▸ **Tekst**:
────────────────────
Tylko nie róbcie rewolucji

Beata Szczerbaniewicz
Spotkanie z licealistami zatytułowano "Dzieło wielkich rodów w historii i teraźniejszości Polski".

Młodzież chciała jednak rozmawiać o polityce. Książę Michał Sapieha przyjechał do Liceum Ogólnokształcącego w Gogolinie na zaproszenie tamtejszej Wszechnicy Humanistycznej - skupiającej uczniów i nauczycieli - która co kilka tygodni organizuje otwarte wykłady, sesje popularnonaukowe i debaty z ludźmi kultury, nauki i biznesu. Tym razem dyskusja już na początku odbiegła od tematu. Młodzież nie była zainteresowana historią polskich rodów książęcych, ale podchwyciła myśl prezentującej gościa nauczycielki historii Marii Zagwojskiej, iż może on "przedstawić także receptę na przyszłość". Jakie są perspektywy Polski i jej szanse w Unii Europejskiej, jak naprawić błędy popełnione przez polityków i co może zrobić młodzież - to tylko niektóre z pytań, jakie padały z sali.
────────────────────
[Rekordy adnotacji detekcji]

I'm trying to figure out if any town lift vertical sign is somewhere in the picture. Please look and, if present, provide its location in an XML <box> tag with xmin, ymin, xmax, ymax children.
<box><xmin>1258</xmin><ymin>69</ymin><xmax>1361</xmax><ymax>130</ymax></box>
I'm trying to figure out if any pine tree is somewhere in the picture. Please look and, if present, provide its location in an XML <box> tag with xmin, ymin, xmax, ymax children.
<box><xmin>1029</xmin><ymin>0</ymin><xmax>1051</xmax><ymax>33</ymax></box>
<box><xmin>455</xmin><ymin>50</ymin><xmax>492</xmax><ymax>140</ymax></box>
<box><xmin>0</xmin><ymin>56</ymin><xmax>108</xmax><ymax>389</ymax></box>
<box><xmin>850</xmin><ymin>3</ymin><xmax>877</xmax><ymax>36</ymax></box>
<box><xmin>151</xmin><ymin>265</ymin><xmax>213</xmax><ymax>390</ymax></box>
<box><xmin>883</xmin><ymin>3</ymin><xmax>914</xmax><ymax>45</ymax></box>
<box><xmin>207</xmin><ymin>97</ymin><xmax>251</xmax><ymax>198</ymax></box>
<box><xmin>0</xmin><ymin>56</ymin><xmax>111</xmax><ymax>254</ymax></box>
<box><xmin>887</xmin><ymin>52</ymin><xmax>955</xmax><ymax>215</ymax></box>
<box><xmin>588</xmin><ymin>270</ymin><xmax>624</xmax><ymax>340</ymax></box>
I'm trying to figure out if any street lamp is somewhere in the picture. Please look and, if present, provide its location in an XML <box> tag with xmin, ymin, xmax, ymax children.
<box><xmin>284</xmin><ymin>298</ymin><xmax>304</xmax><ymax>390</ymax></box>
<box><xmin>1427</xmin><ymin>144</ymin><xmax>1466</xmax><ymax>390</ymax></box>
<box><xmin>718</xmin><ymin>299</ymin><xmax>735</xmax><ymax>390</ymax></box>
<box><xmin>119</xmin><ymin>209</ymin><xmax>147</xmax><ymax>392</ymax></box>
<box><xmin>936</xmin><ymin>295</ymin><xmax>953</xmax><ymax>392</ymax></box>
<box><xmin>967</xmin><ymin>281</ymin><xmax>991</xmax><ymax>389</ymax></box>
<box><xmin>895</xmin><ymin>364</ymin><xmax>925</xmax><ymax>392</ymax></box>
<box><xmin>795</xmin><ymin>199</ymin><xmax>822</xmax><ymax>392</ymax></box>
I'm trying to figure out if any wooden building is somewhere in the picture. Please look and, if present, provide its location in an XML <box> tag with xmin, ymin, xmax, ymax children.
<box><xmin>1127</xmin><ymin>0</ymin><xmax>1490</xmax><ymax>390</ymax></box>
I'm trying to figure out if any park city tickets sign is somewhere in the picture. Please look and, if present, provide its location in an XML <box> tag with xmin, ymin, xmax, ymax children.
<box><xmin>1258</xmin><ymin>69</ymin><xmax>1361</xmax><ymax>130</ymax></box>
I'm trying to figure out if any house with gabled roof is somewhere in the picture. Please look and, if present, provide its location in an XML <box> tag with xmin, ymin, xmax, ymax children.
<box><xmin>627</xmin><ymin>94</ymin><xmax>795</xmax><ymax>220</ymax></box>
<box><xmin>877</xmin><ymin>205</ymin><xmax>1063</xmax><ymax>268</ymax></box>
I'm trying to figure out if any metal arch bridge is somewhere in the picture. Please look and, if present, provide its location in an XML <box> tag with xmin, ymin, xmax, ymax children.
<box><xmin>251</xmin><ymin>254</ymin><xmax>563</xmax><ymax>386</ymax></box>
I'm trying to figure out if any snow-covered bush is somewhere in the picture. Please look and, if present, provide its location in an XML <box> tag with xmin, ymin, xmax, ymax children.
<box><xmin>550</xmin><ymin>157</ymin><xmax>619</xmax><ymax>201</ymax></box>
────────────────────
▸ **Polecenie**: Przepisz słowo w słowo fragment tekstu o spotkaniu księcia Michała Sapiehy z licealistami, który zaczyna się od słów "Młodzież chciała jednak", a kończy na słowach "padały z sali.". Wpisy pochodzą z innego źródła niż tekst.

▸ **Odpowiedź**:
Młodzież chciała jednak rozmawiać o polityce. Książę Michał Sapieha przyjechał do Liceum Ogólnokształcącego w Gogolinie na zaproszenie tamtejszej Wszechnicy Humanistycznej - skupiającej uczniów i nauczycieli - która co kilka tygodni organizuje otwarte wykłady, sesje popularnonaukowe i debaty z ludźmi kultury, nauki i biznesu. Tym razem dyskusja już na początku odbiegła od tematu. Młodzież nie była zainteresowana historią polskich rodów książęcych, ale podchwyciła myśl prezentującej gościa nauczycielki historii Marii Zagwojskiej, iż może on "przedstawić także receptę na przyszłość". Jakie są perspektywy Polski i jej szanse w Unii Europejskiej, jak naprawić błędy popełnione przez polityków i co może zrobić młodzież - to tylko niektóre z pytań, jakie padały z sali.